_PROBLEM REQUIREMENTS_:
Pick out each line of the records below that contains the string "plate" and copy those lines.

Data records

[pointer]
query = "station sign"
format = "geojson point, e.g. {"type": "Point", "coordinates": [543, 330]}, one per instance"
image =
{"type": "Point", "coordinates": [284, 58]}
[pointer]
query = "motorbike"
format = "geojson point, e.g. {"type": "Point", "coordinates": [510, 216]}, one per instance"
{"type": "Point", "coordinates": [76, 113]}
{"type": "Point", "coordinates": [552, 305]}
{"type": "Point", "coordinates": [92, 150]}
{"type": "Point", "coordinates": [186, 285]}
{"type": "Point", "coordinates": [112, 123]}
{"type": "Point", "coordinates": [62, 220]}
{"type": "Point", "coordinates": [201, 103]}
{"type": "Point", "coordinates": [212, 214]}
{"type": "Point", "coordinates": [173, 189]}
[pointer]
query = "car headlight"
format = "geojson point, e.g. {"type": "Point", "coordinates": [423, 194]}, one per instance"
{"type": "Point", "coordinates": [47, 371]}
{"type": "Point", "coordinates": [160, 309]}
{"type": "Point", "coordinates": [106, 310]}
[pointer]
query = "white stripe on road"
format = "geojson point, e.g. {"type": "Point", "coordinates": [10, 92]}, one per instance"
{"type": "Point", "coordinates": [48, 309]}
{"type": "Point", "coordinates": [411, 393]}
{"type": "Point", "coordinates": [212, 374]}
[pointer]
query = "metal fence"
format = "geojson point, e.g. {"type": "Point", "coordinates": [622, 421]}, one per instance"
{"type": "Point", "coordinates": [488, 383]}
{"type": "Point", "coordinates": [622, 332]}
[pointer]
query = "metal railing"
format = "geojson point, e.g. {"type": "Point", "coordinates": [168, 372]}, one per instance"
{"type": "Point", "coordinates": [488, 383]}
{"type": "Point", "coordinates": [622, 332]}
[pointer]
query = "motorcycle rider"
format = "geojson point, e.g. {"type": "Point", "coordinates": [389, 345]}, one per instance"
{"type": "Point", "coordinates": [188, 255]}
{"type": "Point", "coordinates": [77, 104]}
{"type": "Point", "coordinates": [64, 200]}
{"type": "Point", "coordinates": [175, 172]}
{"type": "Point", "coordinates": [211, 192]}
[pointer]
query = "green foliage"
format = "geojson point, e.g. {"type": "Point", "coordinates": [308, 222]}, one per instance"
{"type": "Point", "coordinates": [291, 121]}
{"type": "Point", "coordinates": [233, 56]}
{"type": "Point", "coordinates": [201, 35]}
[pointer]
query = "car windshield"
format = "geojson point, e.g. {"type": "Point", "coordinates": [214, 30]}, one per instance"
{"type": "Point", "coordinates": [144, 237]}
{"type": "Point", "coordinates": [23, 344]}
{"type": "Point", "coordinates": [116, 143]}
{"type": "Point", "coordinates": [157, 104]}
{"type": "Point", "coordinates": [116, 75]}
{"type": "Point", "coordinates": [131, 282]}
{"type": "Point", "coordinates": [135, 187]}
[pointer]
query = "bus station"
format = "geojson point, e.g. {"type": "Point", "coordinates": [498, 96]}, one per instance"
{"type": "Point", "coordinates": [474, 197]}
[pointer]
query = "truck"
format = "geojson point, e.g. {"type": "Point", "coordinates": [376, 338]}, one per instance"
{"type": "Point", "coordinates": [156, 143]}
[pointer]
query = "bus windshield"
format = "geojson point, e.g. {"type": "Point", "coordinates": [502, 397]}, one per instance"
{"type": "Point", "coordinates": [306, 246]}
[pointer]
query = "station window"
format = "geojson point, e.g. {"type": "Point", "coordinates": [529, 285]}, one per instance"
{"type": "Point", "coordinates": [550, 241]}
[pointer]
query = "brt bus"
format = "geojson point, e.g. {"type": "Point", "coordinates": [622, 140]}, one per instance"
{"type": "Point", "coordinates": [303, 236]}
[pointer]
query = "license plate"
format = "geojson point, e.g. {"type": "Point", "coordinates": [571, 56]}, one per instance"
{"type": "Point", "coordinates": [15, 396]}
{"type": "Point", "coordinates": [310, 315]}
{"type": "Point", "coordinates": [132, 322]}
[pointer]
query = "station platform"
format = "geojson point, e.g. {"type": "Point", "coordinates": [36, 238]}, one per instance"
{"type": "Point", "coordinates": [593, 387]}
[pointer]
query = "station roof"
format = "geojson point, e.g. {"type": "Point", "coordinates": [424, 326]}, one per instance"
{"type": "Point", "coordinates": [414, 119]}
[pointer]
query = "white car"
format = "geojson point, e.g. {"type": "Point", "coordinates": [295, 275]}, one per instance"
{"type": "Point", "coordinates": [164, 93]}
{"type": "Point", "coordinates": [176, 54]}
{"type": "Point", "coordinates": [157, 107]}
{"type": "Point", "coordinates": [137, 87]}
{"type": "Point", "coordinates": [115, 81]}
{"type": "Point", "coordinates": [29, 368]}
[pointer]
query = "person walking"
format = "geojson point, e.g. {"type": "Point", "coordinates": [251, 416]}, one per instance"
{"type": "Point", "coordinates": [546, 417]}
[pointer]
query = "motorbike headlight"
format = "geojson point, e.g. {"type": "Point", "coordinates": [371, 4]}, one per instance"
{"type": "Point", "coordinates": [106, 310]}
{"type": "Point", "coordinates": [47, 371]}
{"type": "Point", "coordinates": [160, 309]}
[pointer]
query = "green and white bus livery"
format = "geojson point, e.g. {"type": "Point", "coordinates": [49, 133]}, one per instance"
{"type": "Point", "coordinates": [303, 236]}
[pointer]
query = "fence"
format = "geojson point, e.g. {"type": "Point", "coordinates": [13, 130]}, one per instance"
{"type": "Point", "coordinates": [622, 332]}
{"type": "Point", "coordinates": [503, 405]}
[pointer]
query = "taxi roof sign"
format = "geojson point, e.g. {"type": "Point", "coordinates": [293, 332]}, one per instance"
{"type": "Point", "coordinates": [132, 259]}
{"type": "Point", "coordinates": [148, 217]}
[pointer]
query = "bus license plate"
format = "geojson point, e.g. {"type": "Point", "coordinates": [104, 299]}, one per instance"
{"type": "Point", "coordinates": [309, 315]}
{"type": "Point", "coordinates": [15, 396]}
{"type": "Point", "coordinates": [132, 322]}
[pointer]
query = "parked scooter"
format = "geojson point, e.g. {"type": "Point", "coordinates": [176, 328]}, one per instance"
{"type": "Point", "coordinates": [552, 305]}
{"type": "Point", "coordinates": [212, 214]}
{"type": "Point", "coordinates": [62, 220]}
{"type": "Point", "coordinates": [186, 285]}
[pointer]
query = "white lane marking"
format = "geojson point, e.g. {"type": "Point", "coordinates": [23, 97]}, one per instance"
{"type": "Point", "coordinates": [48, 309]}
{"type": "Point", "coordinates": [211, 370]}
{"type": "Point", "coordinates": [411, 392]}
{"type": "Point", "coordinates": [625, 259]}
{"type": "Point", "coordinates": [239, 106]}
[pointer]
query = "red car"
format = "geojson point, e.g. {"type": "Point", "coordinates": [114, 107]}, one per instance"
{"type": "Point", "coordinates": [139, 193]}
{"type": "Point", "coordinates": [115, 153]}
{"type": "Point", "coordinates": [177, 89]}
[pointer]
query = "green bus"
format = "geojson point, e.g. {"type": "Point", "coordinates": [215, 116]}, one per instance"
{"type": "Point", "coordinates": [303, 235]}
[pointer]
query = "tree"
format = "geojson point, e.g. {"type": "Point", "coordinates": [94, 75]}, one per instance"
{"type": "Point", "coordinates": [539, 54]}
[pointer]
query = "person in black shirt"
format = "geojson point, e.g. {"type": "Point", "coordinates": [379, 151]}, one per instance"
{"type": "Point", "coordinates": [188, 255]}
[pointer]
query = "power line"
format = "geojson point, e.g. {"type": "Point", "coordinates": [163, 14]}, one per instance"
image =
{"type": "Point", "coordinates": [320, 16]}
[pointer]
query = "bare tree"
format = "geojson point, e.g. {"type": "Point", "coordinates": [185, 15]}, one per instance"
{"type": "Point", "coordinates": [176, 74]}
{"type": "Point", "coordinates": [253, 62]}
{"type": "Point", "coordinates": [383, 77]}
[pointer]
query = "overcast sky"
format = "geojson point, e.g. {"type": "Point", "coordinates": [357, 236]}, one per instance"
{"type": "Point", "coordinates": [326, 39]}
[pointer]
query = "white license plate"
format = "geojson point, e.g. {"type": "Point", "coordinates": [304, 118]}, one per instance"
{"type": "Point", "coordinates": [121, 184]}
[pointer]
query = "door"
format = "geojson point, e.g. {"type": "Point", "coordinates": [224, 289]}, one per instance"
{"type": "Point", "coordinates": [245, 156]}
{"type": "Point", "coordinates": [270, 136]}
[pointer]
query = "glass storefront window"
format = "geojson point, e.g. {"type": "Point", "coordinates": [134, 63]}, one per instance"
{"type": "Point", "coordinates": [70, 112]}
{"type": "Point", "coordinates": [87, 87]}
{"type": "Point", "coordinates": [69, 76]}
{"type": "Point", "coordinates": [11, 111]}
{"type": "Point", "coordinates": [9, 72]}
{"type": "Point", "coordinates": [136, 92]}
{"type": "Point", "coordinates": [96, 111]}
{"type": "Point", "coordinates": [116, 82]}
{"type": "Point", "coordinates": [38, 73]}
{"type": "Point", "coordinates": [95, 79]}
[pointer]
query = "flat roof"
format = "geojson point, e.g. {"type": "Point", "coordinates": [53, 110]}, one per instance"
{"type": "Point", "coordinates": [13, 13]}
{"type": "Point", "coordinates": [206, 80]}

_EXERCISE ANSWER_:
query = "license plate"
query = "bus license plate"
query = "white license plate"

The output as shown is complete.